▶ **Document passage**
╔══
- Aurora is a reinforcement-learning-based framework that improves AI inference speed by 1.25x over static speculative decoding by learning from live inference traces in real time.
- The system continuously updates its speculative decoder without interrupting model serving, adapting to shifting traffic patterns across different domains and use cases.
- Aurora was tested on Llama 3.1 70B and Mixtral 8x22B, showing consistent speedups across code generation, conversational AI, and document summarization workloads.
- At scale, Aurora’s inference cost reduction could save large API providers millions of dollars annually by reducing GPU-hours per token generated.
What Happened
A research team led by Yao Fu and Hao Peng at the University of Edinburgh published Aurora, a framework that accelerates large language model inference by training a speculative decoder in real time from live serving data. The paper, posted to arXiv on March 28, 2026, demonstrates that Aurora delivers a 1.25x additional speedup over a well-trained static speculative decoder — without requiring any retraining downtime or offline data collection.
Speculative decoding, the technique Aurora builds on, uses a smaller “draft” model to predict multiple tokens ahead, which the larger model then verifies in parallel. Aurora’s contribution is making the draft model adaptive: it learns continuously from the actual queries the system processes.
Why It Matters
Inference cost is now the dominant expense for organizations running large language models at scale. SemiAnalysis estimated in February 2026 that inference accounts for 70-85% of total LLM operational costs for API providers, with speculative decoding already reducing those costs by 30-50% when well-tuned. But static speculative decoders have a fundamental limitation: they are trained on a fixed dataset and degrade when traffic patterns shift.
╚══
▶ **Tasks to carry out**
1 > Reproduce the Aurora article word for word, starting with "- Aurora is" and going on through "per token generated.".
2 > Answer these from the Aurora article:
(a) On which two models was Aurora tested?
(b) On what date was the paper posted to arXiv?
(c) According to SemiAnalysis, what share of total LLM operational costs for API providers comes from inference?
The listing was taken from a different source than the Aurora article.

▶ **Given information**
╔══
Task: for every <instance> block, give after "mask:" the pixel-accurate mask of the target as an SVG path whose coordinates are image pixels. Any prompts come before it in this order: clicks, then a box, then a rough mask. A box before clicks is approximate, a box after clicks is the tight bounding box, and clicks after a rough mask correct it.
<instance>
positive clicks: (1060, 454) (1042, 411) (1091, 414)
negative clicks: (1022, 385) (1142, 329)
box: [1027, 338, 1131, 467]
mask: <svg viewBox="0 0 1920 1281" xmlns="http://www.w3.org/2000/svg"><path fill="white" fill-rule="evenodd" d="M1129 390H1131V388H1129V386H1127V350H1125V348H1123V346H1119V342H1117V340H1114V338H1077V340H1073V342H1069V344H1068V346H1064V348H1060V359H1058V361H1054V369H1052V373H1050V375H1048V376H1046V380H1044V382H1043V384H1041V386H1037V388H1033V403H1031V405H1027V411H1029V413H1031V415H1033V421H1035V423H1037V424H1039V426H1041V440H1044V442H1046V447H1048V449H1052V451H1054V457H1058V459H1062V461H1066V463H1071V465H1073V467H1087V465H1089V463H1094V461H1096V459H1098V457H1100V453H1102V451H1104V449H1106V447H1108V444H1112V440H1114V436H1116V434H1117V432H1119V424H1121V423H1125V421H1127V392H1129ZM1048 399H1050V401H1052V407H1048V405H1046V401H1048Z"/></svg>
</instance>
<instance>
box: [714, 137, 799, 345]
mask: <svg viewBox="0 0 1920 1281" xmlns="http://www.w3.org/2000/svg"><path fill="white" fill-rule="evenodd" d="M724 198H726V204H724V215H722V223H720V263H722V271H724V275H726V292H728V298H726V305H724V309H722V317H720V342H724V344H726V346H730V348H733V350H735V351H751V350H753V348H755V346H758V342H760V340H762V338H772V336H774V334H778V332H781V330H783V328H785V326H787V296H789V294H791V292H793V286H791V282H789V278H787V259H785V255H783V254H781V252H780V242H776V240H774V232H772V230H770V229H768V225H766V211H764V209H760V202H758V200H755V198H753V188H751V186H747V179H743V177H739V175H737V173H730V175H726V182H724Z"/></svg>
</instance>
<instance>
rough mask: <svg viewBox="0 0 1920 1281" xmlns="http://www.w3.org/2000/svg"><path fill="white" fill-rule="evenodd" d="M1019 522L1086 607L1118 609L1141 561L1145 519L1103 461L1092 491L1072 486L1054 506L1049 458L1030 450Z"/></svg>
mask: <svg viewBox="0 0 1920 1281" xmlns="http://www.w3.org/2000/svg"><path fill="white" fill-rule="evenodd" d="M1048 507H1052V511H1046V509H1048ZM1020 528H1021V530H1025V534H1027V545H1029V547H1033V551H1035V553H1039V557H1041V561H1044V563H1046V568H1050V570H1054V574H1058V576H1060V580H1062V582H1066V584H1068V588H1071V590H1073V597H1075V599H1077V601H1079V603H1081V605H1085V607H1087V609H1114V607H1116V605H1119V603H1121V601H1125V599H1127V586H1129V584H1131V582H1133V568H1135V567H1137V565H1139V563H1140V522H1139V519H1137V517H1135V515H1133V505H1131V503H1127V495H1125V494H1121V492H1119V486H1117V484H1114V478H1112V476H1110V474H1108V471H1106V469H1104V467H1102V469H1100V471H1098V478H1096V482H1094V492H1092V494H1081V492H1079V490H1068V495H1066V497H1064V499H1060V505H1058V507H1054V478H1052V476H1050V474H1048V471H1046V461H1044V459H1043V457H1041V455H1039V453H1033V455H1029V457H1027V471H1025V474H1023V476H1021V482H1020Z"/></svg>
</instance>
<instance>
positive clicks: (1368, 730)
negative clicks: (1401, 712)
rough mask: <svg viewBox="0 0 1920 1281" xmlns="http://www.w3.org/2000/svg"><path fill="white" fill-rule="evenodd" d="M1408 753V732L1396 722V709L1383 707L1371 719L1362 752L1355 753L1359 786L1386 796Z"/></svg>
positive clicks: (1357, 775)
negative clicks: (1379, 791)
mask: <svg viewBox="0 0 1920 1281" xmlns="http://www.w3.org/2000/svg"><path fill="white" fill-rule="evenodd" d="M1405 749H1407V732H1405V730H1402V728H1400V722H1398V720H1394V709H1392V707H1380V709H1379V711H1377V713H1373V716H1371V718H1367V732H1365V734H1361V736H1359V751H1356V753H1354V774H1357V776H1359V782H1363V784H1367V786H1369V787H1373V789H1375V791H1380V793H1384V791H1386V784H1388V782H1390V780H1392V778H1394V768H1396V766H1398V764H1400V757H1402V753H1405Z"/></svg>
╚══
▶ **Answer list**
1 >
- Aurora is a reinforcement-learning-based framework that improves AI inference speed by 1.25x over static speculative decoding by learning from live inference traces in real time.
- The system continuously updates its speculative decoder without interrupting model serving, adapting to shifting traffic patterns across different domains and use cases.
- Aurora was tested on Llama 3.1 70B and Mixtral 8x22B, showing consistent speedups across code generation, conversational AI, and document summarization workloads.
- At scale, Aurora’s inference cost reduction could save large API providers millions of dollars annually by reducing GPU-hours per token generated.

2 >
(a) Llama 3.1 70B and Mixtral 8x22B
(b) March 28, 2026
(c) 70-85%